- EXCERPT
ABC News’ Teddy Davis reports:
The Obama White House thinks it can win congressional approval of a government insurance option, a major element of the president’s health-care plan, by assuring lawmakers that it does not have to operate the same way as Medicare, the government insurance program for Americans over 65.
“There are policy ways of getting around the objections people have,” said Nancy Ann DeParle, the director of the White House Office of Health Care Reform.
“You don’t have to use Medicare prices, you can use something else,” she added.
DeParle, who ran Medicare in the Clinton administration, floated the possibility of using something other than Medicare reimbursement rates while participating in a roundtable with reporters sponsored by the Kaiser Family Foundation in Washington, DC.
DeParle conceded that a public plan will not be able to win over people who have a “philosophical” objection to government involvement in health insurance. She expressed optimism, however, that a public insurance option could be crafted in such a way that it overcomes the objections of those who worry about the cost shifting which comes when the government underpays health-care providers.
Creating a government insurance option that would operate alongside private insurers has emerged as a major flashpoint in the nascent health-care battle. Obama endorsed a public option during his presidential campaign and leading Democrats want to make sure that it survives.
“The thing that’s worth going to the mat over is the public entity because that is what the bill lives or dies on,” former Democratic National Committee Chairman Howard Dean told ABC News in an interview last month. “If the health insurance industry gets to write the bill, it will not be in there, and if that happens, we will not have done health reform.”
Because Medicare pays less than private insurance companies for some treatments in some places, conservatives worry that letting Americans enroll in a government insurance option would drive private insurers out of business and make it more difficult for Americans to find a doctor.

- LISTED RECORDS
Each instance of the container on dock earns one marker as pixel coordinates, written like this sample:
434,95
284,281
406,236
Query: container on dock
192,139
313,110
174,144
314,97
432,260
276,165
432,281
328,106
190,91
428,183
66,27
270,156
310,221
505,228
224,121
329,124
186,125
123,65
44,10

- WORK TASK 1
List every person the health-care report names with both a first and a last name.
- WORK TASK 2
In the health-care report, which organization sponsored the roundtable with reporters where DeParle spoke?
- WORK TASK 3
Carry on the health-care report from its last sentence.

- RESPONSE AREA 1
Teddy Davis
Nancy Ann DeParle
Howard Dean

- RESPONSE AREA 2
The Kaiser Family Foundation.

- RESPONSE AREA 3
As recently reported by National Journal magazine, a Medical Group Management Association survey found that 24 percent of physicians’ group practices already limit the number of Medicare patients they accept.
While some progressives want Obama to make a government insurance option a non-negotiable element of health-care reform, DeParle reiterated the Obama view that the lack of a government insurance option would not automatically trigger a veto.
“I would never get into talking about vetoes,” said DeParle. “I wouldn’t do that.”
After being peppered with a series of questions about the government insurance option, DeParle quipped: “You guys are really interested in the public plan, aren’t you?”
UPDATE: The Insurance Industry Weighs In
An insurance industry spokesman, Rob Zirkelbach of America’s Health Insurance Plans, reacted to DeParle’s roundtable with reporters by saying that he appreciates that “there is a growing recognition of the significant impact that cost shifting has on consumers and employers.”
He added, however, that Obama’s openness to paying providers more than Medicare does currently will not protect providers and consumers in a budget crunch. He also expressed concerns about the market power that a government insurance provider would exercise.
“There’s always a concern when someone can be both a player and the referee,” said Zirkelbach.